◆ SOLICITUD A:
Cita literalmente el fragmento del texto sobre Rumanía que empieza con las palabras "Solo me faltó" y termina con "sable en mano.".

◆ TEXTO CITADO:
════

Ya se sabe que todos fomentamos prejuicios propios a partir de asociaciones mentales sin mucho fundamento. Yo, por ejemplo, desde pequeño, siempre sentí una gran simpatía por Rumanía, y si indago en recuerdos remotos creo saber la razón: su bandera que, como las de los demás países del mundo, conocí pronto gracias al Diccionario Ilustrado SOPENA, me parecía de las más bonitas de todas. Al cabo de los años he recorrido mundo y aprendido algo más. Pero ese amor (u odio, según los casos) a primera vista con la bandera sigue mercado mi relación subconsciente con muchos lugares. Me gusta tan poco la bandera de Polonia que no me imagino yendo allí de turismo aunque me paguen el viaje, pero daría lo que fuera por visitar Noruega, cuyo enseña nacional despierta en mí un patriotismo difícil de explicar.
Lo segundo
que aprendí de Rumanía fue
que la tropa de honor del presidente lucía un uniforme muy fardón. Tenía yo ocho
años, y nunca logré completar mi colección de cromos de soldados del mundo.
Solo me faltó uno, ese, el de Guardia Presidencial de Rumanía. Una vez se lo vi a un amigo. No me
lo quiso cambiar ni por tres cromos, pero pude mirar el suyo bien y estudiar con detenimiento como era el
militar que salía dibujado en esa preciada estampa: un tipo con sombrero
coronado por un penacho, casaca roja y sable en mano.

════

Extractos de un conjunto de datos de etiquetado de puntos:

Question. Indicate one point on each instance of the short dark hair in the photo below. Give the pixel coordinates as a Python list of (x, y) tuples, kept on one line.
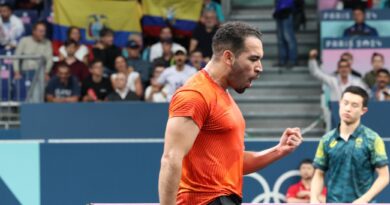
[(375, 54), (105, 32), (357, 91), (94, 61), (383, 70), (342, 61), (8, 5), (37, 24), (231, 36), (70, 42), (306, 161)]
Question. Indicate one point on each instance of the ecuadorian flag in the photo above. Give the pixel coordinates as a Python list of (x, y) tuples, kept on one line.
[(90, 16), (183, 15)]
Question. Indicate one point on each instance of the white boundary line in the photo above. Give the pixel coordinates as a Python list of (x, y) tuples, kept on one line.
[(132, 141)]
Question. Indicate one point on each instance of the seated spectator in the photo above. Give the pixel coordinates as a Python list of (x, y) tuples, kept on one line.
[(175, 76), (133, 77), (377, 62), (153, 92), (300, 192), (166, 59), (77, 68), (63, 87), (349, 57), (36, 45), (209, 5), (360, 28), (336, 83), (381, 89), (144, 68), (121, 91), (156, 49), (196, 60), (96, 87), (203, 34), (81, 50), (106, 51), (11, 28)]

════

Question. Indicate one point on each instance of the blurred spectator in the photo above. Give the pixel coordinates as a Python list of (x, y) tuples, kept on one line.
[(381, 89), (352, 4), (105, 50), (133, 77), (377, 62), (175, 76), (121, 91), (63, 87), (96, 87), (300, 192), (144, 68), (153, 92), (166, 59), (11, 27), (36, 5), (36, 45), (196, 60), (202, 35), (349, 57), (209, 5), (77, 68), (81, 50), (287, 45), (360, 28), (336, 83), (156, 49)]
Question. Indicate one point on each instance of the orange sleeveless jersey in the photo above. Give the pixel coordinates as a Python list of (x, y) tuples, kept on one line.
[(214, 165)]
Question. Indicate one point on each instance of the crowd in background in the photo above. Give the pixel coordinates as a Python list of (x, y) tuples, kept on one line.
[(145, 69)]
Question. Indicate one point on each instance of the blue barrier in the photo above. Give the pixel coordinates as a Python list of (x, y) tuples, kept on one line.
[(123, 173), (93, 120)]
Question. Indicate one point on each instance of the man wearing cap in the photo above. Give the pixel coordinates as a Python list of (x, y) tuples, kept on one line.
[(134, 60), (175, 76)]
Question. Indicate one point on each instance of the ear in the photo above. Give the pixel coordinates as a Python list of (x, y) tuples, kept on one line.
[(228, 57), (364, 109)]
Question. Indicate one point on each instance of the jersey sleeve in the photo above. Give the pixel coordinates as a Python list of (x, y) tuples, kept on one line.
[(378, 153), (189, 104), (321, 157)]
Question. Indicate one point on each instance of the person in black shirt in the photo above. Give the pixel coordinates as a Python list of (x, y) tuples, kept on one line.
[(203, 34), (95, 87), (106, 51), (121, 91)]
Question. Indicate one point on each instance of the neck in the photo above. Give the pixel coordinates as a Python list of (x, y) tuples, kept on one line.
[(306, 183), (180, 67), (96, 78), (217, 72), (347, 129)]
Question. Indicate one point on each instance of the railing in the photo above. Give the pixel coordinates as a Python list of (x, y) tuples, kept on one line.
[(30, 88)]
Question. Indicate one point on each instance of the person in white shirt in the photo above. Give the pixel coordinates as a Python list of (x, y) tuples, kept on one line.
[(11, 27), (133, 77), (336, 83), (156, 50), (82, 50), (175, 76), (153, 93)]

════

◆ SOLICITUD B:
¿En cuántas líneas de las entradas de arriba aparece la cadena "person", distinguiendo mayúsculas de minúsculas? Responde solo con el número.

◆ RESPUESTA ESCRITA A:
Solo me faltó uno, ese, el de Guardia Presidencial de Rumanía. Una vez se lo vi a un amigo. No me
lo quiso cambiar ni por tres cromos, pero pude mirar el suyo bien y estudiar con detenimiento como era el
militar que salía dibujado en esa preciada estampa: un tipo con sombrero
coronado por un penacho, casaca roja y sable en mano.

◆ RESPUESTA ESCRITA B:
2